- [Set task]: Transcribe each of the rows below line for line, changing nothing.
:: Given data ::
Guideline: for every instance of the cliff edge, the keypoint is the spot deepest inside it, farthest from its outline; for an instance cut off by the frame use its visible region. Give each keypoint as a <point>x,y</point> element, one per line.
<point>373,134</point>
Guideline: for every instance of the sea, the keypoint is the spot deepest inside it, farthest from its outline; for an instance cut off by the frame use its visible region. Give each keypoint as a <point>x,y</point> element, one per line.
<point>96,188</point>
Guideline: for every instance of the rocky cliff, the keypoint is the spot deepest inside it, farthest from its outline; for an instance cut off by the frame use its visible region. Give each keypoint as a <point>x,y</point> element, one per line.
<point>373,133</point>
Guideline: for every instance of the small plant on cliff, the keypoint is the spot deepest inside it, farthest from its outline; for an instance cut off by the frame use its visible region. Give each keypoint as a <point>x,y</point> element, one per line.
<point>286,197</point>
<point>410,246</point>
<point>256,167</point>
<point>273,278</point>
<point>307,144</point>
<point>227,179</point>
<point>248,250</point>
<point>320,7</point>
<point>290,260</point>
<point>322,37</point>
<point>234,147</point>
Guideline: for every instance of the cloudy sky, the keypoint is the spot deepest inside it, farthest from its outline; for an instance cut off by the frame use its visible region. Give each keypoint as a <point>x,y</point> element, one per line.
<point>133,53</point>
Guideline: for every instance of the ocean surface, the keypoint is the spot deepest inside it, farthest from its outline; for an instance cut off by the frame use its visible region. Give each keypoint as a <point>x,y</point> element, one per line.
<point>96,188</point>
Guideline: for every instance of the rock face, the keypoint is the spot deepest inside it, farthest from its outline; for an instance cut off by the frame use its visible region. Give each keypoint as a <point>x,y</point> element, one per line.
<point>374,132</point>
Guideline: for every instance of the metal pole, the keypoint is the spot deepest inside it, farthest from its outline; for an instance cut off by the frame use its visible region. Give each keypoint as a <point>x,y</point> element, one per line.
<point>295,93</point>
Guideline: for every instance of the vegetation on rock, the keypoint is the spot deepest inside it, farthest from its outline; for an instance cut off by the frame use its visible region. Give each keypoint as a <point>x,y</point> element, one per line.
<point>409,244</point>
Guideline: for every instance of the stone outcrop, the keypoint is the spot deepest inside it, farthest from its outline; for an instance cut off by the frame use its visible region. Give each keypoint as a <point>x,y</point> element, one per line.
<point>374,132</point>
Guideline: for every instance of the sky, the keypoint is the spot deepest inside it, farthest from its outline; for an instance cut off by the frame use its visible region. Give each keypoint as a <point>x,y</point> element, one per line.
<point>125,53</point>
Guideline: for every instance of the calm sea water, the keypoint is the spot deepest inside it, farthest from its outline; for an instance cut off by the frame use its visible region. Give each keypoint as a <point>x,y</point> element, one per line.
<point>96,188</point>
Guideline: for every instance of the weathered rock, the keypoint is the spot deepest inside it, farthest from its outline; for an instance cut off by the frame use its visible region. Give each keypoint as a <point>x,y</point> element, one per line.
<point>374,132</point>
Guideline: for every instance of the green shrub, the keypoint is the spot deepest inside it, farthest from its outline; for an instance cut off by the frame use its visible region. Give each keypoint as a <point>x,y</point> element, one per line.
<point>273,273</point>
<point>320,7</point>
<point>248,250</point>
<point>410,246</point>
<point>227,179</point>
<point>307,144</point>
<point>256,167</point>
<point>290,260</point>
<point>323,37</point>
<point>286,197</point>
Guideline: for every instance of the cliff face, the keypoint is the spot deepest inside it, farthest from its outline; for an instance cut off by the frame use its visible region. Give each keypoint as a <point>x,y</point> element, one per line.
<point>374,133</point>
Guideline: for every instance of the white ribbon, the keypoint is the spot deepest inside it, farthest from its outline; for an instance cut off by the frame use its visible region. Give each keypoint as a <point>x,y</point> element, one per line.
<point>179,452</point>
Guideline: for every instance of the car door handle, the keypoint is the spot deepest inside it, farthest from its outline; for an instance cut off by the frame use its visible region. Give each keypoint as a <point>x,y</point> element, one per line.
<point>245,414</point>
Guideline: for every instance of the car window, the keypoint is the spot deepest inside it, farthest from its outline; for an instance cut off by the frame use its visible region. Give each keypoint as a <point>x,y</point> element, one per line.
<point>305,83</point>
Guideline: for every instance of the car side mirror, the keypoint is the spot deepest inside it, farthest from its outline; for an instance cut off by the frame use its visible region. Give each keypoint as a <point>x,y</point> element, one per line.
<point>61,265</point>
:::
- [Solution for this task]:
Guideline: for every instance of the cliff edge, the keypoint is the spot deepest inside it, farthest from its outline; for an instance cut off by the frame use its visible region. Give each keypoint as a <point>x,y</point> element, one per line.
<point>373,134</point>
Guideline: for every instance of the sea, the keypoint is the spot deepest inside it, farthest from its outline; for an instance cut off by the frame use its visible region. Give each keypoint as a <point>x,y</point> element, one per line.
<point>96,188</point>
Guideline: for every instance of the rocky cliff, the keypoint is the spot deepest inside it, farthest from its outline; for an instance cut off by the frame use its visible region. Give each keypoint as a <point>x,y</point> element, one per line.
<point>373,133</point>
Guideline: for every instance of the small plant on cliff, the keypoint is the spot deepest inside it, farthest from its outline; for an instance cut off by the frame use its visible region. Give each keypoint as a <point>x,y</point> element, one per line.
<point>286,197</point>
<point>410,246</point>
<point>256,167</point>
<point>273,278</point>
<point>307,144</point>
<point>227,179</point>
<point>248,250</point>
<point>320,7</point>
<point>290,260</point>
<point>322,37</point>
<point>234,147</point>
Guideline: for every instance of the cloudy sky, the keypoint is the spot deepest inside it, farthest from its outline; for an instance cut off by the frame use its visible region. Give each keypoint as a <point>x,y</point> element, one per line.
<point>133,53</point>
Guideline: for every instance of the ocean surface, the keypoint is the spot deepest inside it, farthest from its outline; for an instance cut off by the frame use its visible region. Give each keypoint as a <point>x,y</point> element, one per line.
<point>96,188</point>
Guideline: for every instance of the rock face, the keypoint is the spot deepest inside it, farthest from its outline; for an instance cut off by the frame use its visible region. Give each keypoint as a <point>x,y</point> element, one per line.
<point>374,132</point>
Guideline: for every instance of the metal pole, the keypoint is the spot deepest inside it, farthest from its outline; for an instance cut off by the frame use its visible region. Give each keypoint as a <point>x,y</point> element, one per line.
<point>295,93</point>
Guideline: for every instance of the vegetation on rock, the keypoint is the spot deepest inside it, farthest from its outline; for an instance cut off by the frame use its visible region. Give each keypoint as a <point>x,y</point> element, one per line.
<point>409,244</point>
Guideline: for every instance of the stone outcrop, the keypoint is the spot deepest inside it, farthest from its outline; for an instance cut off by the frame use its visible region. Give each keypoint as a <point>x,y</point> element, one per line.
<point>374,132</point>
Guideline: for every instance of the sky, the keypoint is the spot deepest inside it, farthest from its outline; for an instance cut off by the frame use its visible region. Give each keypoint as a <point>x,y</point> element, one per line.
<point>125,53</point>
Guideline: for every instance of the calm sea water, the keypoint is the spot deepest inside it, farthest from its outline; for an instance cut off by the frame use its visible region. Give each keypoint as a <point>x,y</point> element, one per line.
<point>96,188</point>
Guideline: for every instance of the weathered rock, the keypoint is the spot deepest inside it, farthest from its outline; for an instance cut off by the frame use its visible region. Give each keypoint as a <point>x,y</point> element, one per line.
<point>374,132</point>
Guideline: for every instance of the green shrub, the keypoint is the spot deepest inside it, farthest from its outline; for an instance cut off by the frame use its visible region. Give each keypoint as a <point>x,y</point> element, one per line.
<point>273,273</point>
<point>320,7</point>
<point>248,250</point>
<point>410,246</point>
<point>227,179</point>
<point>307,144</point>
<point>256,167</point>
<point>290,260</point>
<point>323,37</point>
<point>286,197</point>
Guideline: for every instance of the cliff face, the keypoint is the spot deepest inside it, farthest from its outline; for an instance cut off by the frame use its visible region. Give each keypoint as a <point>x,y</point> element, one per line.
<point>374,133</point>
Guideline: for every instance of the white ribbon, the keypoint is the spot deepest inside it, farthest from its outline; for an instance cut off by the frame use its visible region. Give each keypoint as a <point>x,y</point> element, one per line.
<point>179,452</point>
Guideline: for every instance of the car door handle, the keypoint is the spot deepest inside it, farthest from its outline; for an instance cut off by the frame use its visible region. Give each keypoint as a <point>x,y</point> element, one per line.
<point>245,414</point>
Guideline: for every instance of the car window, the keypoint is the spot deepest inside it, farthest from its outline; for an instance cut off by the frame use its visible region. Give each keypoint as a <point>x,y</point> element, one per line.
<point>305,83</point>
Guideline: for every instance of the car side mirror, the keypoint is the spot deepest inside it, farthest from its outline; for an instance cut off by the frame use its visible region. Give each keypoint as a <point>x,y</point> element, one per line.
<point>61,265</point>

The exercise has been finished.